WHAT IS ASKED: Please reproduce the records below word for word, keeping each line as it appears.

· · · · · · ·

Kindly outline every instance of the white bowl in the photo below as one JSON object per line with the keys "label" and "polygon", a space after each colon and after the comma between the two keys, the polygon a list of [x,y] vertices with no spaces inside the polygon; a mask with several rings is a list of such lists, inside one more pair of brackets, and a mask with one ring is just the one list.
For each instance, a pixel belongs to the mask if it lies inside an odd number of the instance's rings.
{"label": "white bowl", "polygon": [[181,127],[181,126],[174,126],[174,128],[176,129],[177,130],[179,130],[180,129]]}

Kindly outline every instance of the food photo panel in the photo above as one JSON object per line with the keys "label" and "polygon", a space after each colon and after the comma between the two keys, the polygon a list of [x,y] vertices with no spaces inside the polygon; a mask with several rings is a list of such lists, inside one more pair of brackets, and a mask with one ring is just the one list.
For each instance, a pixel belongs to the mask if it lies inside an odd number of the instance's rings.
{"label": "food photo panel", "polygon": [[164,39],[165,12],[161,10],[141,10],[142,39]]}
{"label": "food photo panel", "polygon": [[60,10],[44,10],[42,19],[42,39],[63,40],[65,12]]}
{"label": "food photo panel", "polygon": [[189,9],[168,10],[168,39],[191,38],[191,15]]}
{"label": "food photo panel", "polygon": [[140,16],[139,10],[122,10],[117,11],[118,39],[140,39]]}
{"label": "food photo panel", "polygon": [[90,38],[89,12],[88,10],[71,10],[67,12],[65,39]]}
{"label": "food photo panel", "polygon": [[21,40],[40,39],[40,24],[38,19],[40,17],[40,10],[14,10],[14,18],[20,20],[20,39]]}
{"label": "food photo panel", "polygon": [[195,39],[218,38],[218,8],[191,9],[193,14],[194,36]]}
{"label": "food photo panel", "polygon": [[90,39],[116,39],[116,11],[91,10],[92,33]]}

· · · · · · ·

THE ANSWER:
Kindly outline every instance of the white bowl in the photo below as one JSON object per line with the keys "label" and "polygon", a space after each colon and after the comma between the two keys, the polygon a list of [x,y] vertices with no spaces inside the polygon; a mask with several rings is a list of such lists, inside one more pair of brackets, and a mask with one ring is just the one list.
For each instance, a pixel belongs to the mask if it lies inside an odd number of the instance's rings.
{"label": "white bowl", "polygon": [[181,127],[181,126],[174,126],[174,128],[176,129],[177,130],[179,130],[180,129]]}

Kindly outline every instance of the food photo panel in the photo above as one JSON object per line with the keys "label" and "polygon", a space after each colon and after the comma between the two keys, the polygon a list of [x,y] vertices with no spaces inside the polygon; a mask with several rings is a list of such lists, inside one more pair of brackets, and a mask with one ring is just the one list.
For each instance, a pixel belongs to the mask if it lies inside an odd number of the instance's rings.
{"label": "food photo panel", "polygon": [[164,39],[165,12],[161,10],[141,10],[142,39]]}
{"label": "food photo panel", "polygon": [[60,10],[44,10],[42,19],[42,39],[63,40],[65,12]]}
{"label": "food photo panel", "polygon": [[189,9],[168,10],[168,39],[191,38],[191,15]]}
{"label": "food photo panel", "polygon": [[140,16],[139,10],[122,10],[117,11],[118,39],[140,39]]}
{"label": "food photo panel", "polygon": [[90,38],[89,12],[88,10],[71,10],[67,12],[65,39]]}
{"label": "food photo panel", "polygon": [[21,40],[40,39],[40,24],[38,19],[40,17],[40,10],[14,10],[14,18],[20,20],[20,39]]}
{"label": "food photo panel", "polygon": [[195,39],[218,38],[218,8],[191,9],[193,14],[194,36]]}
{"label": "food photo panel", "polygon": [[90,39],[116,39],[116,11],[91,10],[92,33]]}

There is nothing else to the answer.